本文抜粋:
* * * *

第461回
人の行く裏の道を歩くことにしよう
私は邱さんが株について書かれた文章を読むと、
なぜ自分が株で失敗したのか、
その原因が見えてきます。
私は下がり続けることになった株を買ったとき
“鉄冷えの街”といわれていた
北九州市の八幡製鉄所で仕事をしていました。
ここで仕事をしていると、
バブル胎動の動きなど少しも伝わってきません。
わずかに、隣の福岡市で地上げの騒動があり、
新聞やテレビの報道が日増しに活発になったのと、
留守宅を守ってくれている妻が、
近頃、東京のマンションを売りませんか
という勧誘の電話が
よくかかってくるようになったといったことで、
少し騒がしくなっているようだと感じた程度でした。
しかし、今から思えば、僅かに聞こえてきた
外界の動きが、都会の不動産が高くなり、
つづいて株価が急騰していくという傾向を
伝えてくれていたわけで、
私はそうした時期に株を買ったわけです。

* * * *

提供データ:
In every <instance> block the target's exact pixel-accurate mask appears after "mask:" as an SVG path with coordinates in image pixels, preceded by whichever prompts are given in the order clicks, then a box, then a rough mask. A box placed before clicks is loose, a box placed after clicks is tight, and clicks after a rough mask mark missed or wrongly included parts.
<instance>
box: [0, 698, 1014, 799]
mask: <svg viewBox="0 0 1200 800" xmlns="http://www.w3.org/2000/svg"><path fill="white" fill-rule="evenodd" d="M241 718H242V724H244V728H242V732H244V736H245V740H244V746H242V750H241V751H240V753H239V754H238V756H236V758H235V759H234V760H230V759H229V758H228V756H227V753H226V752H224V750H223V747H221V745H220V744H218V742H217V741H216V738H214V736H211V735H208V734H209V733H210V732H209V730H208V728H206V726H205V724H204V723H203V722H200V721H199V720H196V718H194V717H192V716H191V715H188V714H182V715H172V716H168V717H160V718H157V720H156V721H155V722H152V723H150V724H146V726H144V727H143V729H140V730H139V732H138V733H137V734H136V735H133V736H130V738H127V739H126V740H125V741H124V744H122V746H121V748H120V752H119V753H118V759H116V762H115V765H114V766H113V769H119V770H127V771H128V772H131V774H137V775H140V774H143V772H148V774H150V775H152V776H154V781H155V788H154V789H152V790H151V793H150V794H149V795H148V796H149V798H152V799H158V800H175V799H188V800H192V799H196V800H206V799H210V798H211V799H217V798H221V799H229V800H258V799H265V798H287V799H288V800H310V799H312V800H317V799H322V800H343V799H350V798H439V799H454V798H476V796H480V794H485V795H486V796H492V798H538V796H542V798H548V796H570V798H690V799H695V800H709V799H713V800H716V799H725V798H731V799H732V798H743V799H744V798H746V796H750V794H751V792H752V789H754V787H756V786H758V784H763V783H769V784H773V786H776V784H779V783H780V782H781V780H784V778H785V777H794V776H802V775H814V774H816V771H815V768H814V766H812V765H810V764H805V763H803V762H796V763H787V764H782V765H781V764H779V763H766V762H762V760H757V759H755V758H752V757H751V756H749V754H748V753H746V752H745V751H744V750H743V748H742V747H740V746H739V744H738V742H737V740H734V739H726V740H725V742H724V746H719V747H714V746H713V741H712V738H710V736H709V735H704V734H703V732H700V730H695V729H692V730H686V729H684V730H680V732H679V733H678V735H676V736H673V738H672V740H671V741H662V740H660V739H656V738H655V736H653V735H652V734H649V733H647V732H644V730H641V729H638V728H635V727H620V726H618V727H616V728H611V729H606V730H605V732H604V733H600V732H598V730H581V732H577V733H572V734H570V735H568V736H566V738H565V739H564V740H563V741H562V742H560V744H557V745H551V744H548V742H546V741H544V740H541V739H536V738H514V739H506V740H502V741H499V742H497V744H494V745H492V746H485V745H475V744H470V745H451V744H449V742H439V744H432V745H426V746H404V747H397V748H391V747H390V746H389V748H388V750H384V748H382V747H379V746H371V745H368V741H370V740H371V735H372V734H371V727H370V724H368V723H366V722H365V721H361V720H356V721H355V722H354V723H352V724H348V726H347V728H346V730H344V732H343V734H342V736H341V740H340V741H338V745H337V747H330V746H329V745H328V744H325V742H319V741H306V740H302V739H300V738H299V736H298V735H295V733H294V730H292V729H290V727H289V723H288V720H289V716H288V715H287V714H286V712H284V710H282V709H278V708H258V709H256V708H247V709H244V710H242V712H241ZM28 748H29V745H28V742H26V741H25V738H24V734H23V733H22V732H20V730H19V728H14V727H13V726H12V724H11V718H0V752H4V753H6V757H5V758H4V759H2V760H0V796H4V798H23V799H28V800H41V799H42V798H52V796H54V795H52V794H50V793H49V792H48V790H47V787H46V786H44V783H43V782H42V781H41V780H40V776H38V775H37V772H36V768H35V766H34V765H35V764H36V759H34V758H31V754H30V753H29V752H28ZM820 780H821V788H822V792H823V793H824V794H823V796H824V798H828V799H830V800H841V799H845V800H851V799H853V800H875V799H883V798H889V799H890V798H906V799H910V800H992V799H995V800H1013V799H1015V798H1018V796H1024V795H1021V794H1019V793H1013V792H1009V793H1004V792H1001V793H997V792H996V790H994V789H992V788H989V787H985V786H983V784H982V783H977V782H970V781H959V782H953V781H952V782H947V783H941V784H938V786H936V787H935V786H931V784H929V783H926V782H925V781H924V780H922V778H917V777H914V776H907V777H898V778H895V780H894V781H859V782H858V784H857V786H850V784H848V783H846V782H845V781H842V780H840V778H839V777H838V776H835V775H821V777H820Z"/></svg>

* * * *

読解の応用:
[A] 株の体験記について、次の問いに答えてください。
(i) 下がり続けることになった株を買ったとき、筆者はどこで仕事をしていましたか。
(ii) 隣の福岡市では、どのような騒動がありましたか。
(iii) 妻によれば、どのような勧誘の電話がよくかかってくるようになりましたか。
[B] 株の体験記のうち、「私は下がり続けることになった株を買ったとき」から「少し騒がしくなっているようだと感じた程度でした。」までを、両端を含めて一字一句違えずに書き写してください。
[C] 株の体験記の最後の文の後を引き取り、続きを書いてください。
一覧は株の体験記とは別の出典から採られたものです。

番号別解答:
[A]
(i) 北九州市の八幡製鉄所
(ii) 地上げの騒動
(iii) 東京のマンションを売りませんかという勧誘の電話

[B]
私は下がり続けることになった株を買ったとき
“鉄冷えの街”といわれていた
北九州市の八幡製鉄所で仕事をしていました。
ここで仕事をしていると、
バブル胎動の動きなど少しも伝わってきません。
わずかに、隣の福岡市で地上げの騒動があり、
新聞やテレビの報道が日増しに活発になったのと、
留守宅を守ってくれている妻が、
近頃、東京のマンションを売りませんか
という勧誘の電話が
よくかかってくるようになったといったことで、
少し騒がしくなっているようだと感じた程度でした。

[C]
バブルの振動が伝わらないところで、
仕事をしていたというものの
株価が上へ上へと動き、
人が我も我もと兜町の方面に向かって
お金を投じていた頃に
自分も株を買ったことが明らかになってきます。
ここから一つの教訓が生まれます。
株で成果をあげようとしたら
みんなが株だ株だと騒ぐような時はそっぽを向き、
相場が下がり、証券会社に人が集まらなくなったころに、
株を買う行動に出なければいけないということです。
このことにきづくと、
私の株に向かう態度が一変ます。
例えば私が2200円で買ったNECの株は
900円近くまで下げましたが、
こういう時こそ株を買うチャンスだ
ということになるのです。
つまり、人のあとをついていくのではなく、
人が動く道の裏側の道を歩く必要があるぞ
ということになるのです。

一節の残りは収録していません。